What is needed: Repeat the listing exactly. Any picture in it should be left out of the copy.
[[ Extracted information open ]]
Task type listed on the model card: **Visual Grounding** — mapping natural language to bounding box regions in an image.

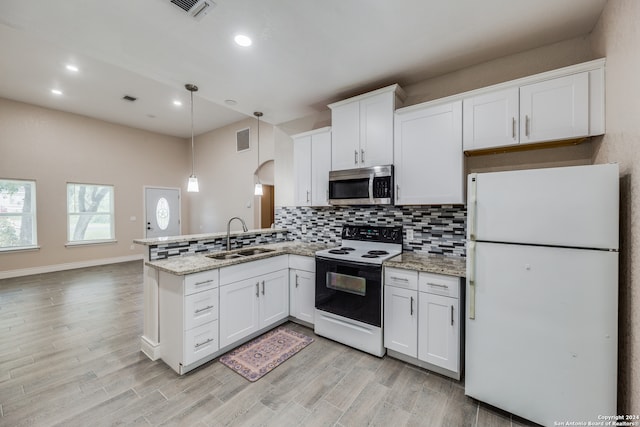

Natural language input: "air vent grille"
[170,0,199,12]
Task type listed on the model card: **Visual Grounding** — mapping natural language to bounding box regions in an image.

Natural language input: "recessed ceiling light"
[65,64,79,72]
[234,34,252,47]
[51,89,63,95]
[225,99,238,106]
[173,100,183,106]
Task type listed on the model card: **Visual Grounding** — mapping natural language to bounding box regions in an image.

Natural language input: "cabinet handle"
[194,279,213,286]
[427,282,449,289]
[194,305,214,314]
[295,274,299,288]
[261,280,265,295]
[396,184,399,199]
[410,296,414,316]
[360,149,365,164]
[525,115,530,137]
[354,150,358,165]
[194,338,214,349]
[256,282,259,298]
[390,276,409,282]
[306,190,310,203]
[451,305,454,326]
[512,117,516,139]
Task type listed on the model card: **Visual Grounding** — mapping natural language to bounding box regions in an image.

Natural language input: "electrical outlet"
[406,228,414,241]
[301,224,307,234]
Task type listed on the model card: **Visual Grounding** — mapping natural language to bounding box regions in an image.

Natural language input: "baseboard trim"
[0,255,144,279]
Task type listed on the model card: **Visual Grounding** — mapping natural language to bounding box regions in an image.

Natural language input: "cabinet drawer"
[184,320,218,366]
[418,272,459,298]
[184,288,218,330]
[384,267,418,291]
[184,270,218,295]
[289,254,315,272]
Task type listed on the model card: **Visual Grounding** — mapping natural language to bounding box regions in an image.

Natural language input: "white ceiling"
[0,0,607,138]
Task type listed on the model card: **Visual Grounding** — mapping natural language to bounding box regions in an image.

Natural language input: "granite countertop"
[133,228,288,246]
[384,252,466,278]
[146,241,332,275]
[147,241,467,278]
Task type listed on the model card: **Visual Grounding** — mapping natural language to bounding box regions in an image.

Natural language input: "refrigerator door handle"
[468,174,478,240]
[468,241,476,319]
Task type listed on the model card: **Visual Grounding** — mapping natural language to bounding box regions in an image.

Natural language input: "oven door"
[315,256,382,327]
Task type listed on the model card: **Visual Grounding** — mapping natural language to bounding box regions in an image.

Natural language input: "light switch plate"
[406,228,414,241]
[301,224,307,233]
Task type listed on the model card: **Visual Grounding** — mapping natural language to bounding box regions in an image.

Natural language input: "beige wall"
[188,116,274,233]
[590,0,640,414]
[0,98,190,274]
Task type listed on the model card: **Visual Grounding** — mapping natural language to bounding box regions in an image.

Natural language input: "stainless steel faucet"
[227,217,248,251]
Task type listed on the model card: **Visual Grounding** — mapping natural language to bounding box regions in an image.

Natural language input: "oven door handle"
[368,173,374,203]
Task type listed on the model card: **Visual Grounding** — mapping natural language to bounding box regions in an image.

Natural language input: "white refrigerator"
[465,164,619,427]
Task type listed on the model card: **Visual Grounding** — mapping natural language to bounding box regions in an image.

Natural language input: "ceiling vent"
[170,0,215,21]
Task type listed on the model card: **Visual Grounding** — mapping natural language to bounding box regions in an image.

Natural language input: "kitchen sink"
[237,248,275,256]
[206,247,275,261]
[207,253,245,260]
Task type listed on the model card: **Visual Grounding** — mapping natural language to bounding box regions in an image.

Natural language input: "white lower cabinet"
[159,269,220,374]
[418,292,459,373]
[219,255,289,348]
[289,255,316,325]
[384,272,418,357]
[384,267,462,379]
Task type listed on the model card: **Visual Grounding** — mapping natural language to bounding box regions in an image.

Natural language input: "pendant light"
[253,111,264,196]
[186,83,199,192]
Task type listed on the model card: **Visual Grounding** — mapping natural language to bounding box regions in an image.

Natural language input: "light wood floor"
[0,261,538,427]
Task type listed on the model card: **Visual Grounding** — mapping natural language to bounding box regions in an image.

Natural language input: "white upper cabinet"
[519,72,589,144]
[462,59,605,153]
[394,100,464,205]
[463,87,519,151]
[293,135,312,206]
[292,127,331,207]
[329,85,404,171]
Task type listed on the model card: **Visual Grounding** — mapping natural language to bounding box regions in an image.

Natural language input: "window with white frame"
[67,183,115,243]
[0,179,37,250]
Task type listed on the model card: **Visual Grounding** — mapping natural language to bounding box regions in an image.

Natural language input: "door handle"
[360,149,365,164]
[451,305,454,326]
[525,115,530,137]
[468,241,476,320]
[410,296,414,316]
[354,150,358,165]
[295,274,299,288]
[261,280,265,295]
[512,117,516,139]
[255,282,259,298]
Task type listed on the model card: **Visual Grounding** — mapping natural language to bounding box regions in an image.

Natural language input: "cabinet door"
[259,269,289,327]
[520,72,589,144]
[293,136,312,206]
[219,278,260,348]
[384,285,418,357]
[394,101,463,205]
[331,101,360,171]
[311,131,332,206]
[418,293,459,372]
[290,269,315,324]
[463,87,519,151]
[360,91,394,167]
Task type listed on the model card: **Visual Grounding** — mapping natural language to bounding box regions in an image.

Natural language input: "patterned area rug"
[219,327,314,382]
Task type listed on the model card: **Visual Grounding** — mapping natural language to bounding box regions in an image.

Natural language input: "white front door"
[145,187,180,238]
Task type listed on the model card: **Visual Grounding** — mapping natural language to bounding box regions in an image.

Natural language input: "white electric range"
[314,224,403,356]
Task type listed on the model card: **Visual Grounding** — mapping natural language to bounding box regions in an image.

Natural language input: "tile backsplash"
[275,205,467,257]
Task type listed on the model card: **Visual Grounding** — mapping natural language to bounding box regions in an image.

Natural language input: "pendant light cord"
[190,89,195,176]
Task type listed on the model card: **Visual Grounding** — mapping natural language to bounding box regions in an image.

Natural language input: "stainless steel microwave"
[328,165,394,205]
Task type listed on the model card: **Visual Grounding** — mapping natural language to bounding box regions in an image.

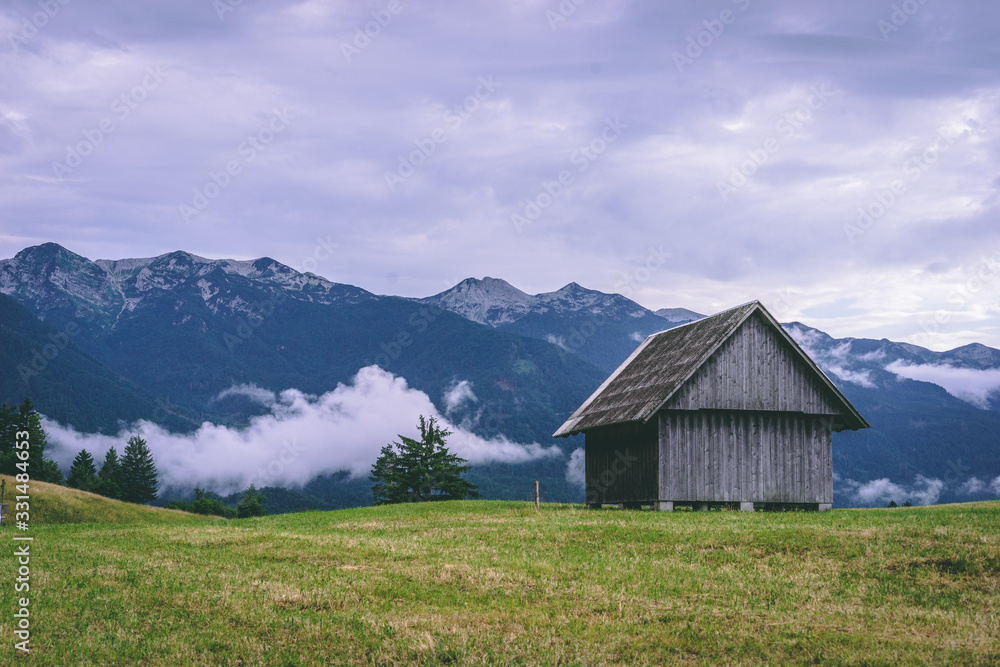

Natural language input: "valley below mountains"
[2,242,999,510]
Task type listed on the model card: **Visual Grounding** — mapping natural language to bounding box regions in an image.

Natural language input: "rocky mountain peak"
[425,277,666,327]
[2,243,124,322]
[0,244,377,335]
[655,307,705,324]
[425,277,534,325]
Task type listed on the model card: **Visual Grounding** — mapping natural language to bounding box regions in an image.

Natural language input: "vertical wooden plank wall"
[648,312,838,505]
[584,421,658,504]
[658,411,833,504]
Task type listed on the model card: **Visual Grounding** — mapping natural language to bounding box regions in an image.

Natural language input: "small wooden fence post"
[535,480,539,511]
[[ Extracted information closed ]]
Final answer:
Task type listed on the model card: **Visual Grounding** — mapping natural language to bounding box regions in an image.


Natural language input: "air vent grille"
[170,0,199,12]
Task type listed on the model card: **Visual Grounding** — mapping natural language to bounding box regions in an image.

Natural language input: "recessed ceiling light"
[65,64,79,72]
[234,34,252,47]
[51,89,63,95]
[225,99,238,106]
[173,100,183,106]
Task type listed on the model card: **Visual Grounding** — mapping natural language to bounding box regions in an image.

Natural language input: "cabinet handle"
[194,279,213,286]
[427,282,449,289]
[194,305,214,314]
[295,274,299,288]
[261,280,265,295]
[396,184,399,199]
[410,296,414,316]
[360,149,365,164]
[525,115,530,137]
[354,150,358,165]
[194,338,214,349]
[256,282,259,298]
[390,276,409,282]
[306,190,310,203]
[451,305,454,326]
[512,117,516,139]
Task type listed on the model card: **Visual Grounding** — mapping natural language to bounding box regions in an image.

Natural language input: "electrical outlet"
[406,228,414,241]
[301,224,307,234]
Task type listed on the model card: **Visual Grounding** — mapping natural language to bounding box regions in an image.

Natural language input: "baseboard trim"
[0,255,144,279]
Task type listed on the model card: **Visual Grounding** — mapping natural language to bounding box regions in an image.

Natural language input: "cabinet drawer"
[184,320,218,366]
[418,272,459,298]
[184,288,218,330]
[384,267,418,291]
[184,270,218,295]
[289,254,315,272]
Task type listed on the model card: **Visual Grounding** — mapping natural language to bounding box regions in an image.

Natural language input: "white ceiling"
[0,0,607,138]
Task type listed on the model card: **Visual Grounding** — mapping natural language to bounding box regions in an image.

Natural language input: "granite countertop"
[133,228,288,246]
[384,252,466,278]
[146,241,332,275]
[147,241,467,278]
Task type listed on the model card: **Visual Grounding** — mapping natural language to bounding box regions in an image.

Natural language input: "refrigerator door handle"
[468,174,478,240]
[468,241,476,319]
Task type listed on the model card: **Visual Grounding** — mapping natural language to bounding box regions in an image.

Natural language input: "oven door"
[315,256,382,327]
Task type listed on the model card: **Visual Grounding** — mapping natural language to bounding box regions in an image.

Natural language input: "light switch plate"
[406,228,414,241]
[301,224,307,233]
Task type listed on the model card: **Visual Grounding** — mapping natural language to bounding box regions in an image.

Natural language input: "beige wall"
[188,116,274,233]
[590,0,640,414]
[0,98,190,274]
Task type listed on the model card: **Visual Grounding** — mapping natural language to bounding box regions in an image.

Natural language input: "stainless steel faucet"
[227,217,248,251]
Task type listed on the model card: **Visual Grounding** — mapping natural language to bounding box regions in an image.

Natural language input: "oven door handle"
[368,173,374,203]
Task type listed on the model card: **Visual Grounding** — mapping natural language to bounding box regions in an image.

Natural language input: "white refrigerator"
[465,164,619,427]
Task type listed on the model card: **Visual Grounding** — mapping natural language to bounding box regions in an image.

Natural language input: "ceiling vent"
[170,0,215,21]
Task type listed on the model card: **Visual Grounding** — mapping natural language to bounding box regions in an image.

Natural language input: "kitchen sink"
[237,248,275,256]
[206,247,275,261]
[207,253,245,260]
Task type listed on the model card: **Visual Grounding** — mapping natural language to bounding box regions in an image.

Natural language input: "white lower cabinet"
[159,269,220,374]
[418,292,459,373]
[219,255,289,348]
[289,255,316,325]
[384,272,418,357]
[384,267,462,379]
Task type listed on the model card: **Visual Grounding** — mapping natural language to bounding box regions in an image.

Natural language input: "pendant light"
[253,111,264,196]
[186,83,199,192]
Task type listed on the model card: **Visual Grounding** — mapping natural language to bounding box regions in an image.

Natural language input: "light wood floor"
[0,261,538,427]
Task type listed on the model card: **Visual Grounding** — mapping natural language to bounding box regions in an image.

Natural language input: "white upper cabinet"
[519,72,589,144]
[462,59,605,153]
[394,100,464,205]
[463,87,519,151]
[293,135,312,206]
[292,127,331,207]
[329,85,404,171]
Task type listed on the model card: **Visual Grounding** — mapping natural language to bounding box regions in an image.

Natural language input: "window with white frame"
[67,183,115,243]
[0,179,37,250]
Task type listed on the model card: **Visual Grounding** — mapping natural language to bounding box regions in an image.

Natural language input: "door handle"
[360,149,365,164]
[451,305,454,326]
[525,115,530,137]
[468,241,476,320]
[410,296,414,316]
[354,150,358,165]
[295,274,299,288]
[261,280,265,295]
[512,117,516,139]
[255,282,259,298]
Task type listed on the model card: **Visual Grounding** — mapping natural language to bounding box regions in an image.

Natural language input: "cabinet door"
[259,269,289,327]
[520,72,589,144]
[293,136,312,206]
[219,278,260,348]
[384,285,418,357]
[394,101,463,205]
[331,101,360,171]
[311,131,332,206]
[418,293,459,372]
[290,269,315,324]
[463,87,519,151]
[360,91,394,167]
Task type listed on the model card: **Visual Grounding** — mapping natural language to bounding box regions in an image.

Natural language input: "patterned area rug"
[219,327,314,382]
Task type listed on the model card: **Visual Grounding** — mapping natural language to bounding box regions in an image.

Natural language input: "white front door"
[145,187,180,238]
Task type listed on the model card: **Visual Grounding** — mapping natural language to bounding box regions in an image.

Natural language input: "white electric range"
[314,224,403,356]
Task type listed on the model card: **Visual Grounding** — mapping natural language to bounding box regions in an image.

Natural language input: "tile backsplash"
[275,205,467,257]
Task type listed on the model card: **Visual Grounding** — mapping natural language to bounding box regions in an image.

Natural language input: "pendant light cord"
[190,89,195,176]
Task type listed on the model card: **Visual Grounding** — mapping natural language to bounding box regions in an image.

Natural language input: "stainless steel microwave"
[328,165,394,205]
Task type listed on the model card: **Visual Grounding** — mapping natural language to bounding box regions in an image.


Natural language input: "valley below mountains"
[2,242,999,510]
Task type listed on the model card: **Visual Grounding** — mapping natural language to bounding box regions in an image.

Natural language input: "rocky mountain peak"
[425,277,666,327]
[2,243,124,322]
[0,244,377,335]
[655,307,705,324]
[425,277,534,325]
Task type listed on the model card: **Visual Grounding** — mapping natural language to bounding box regions in an image.

Natural language input: "vertical wooden plank wall"
[648,312,838,505]
[584,421,658,504]
[658,411,833,504]
Task type listed on the model card: **Visual Grounding** — mapping natural language to bounding box regions in an image.

Natural language input: "small wooden fence post"
[535,480,539,511]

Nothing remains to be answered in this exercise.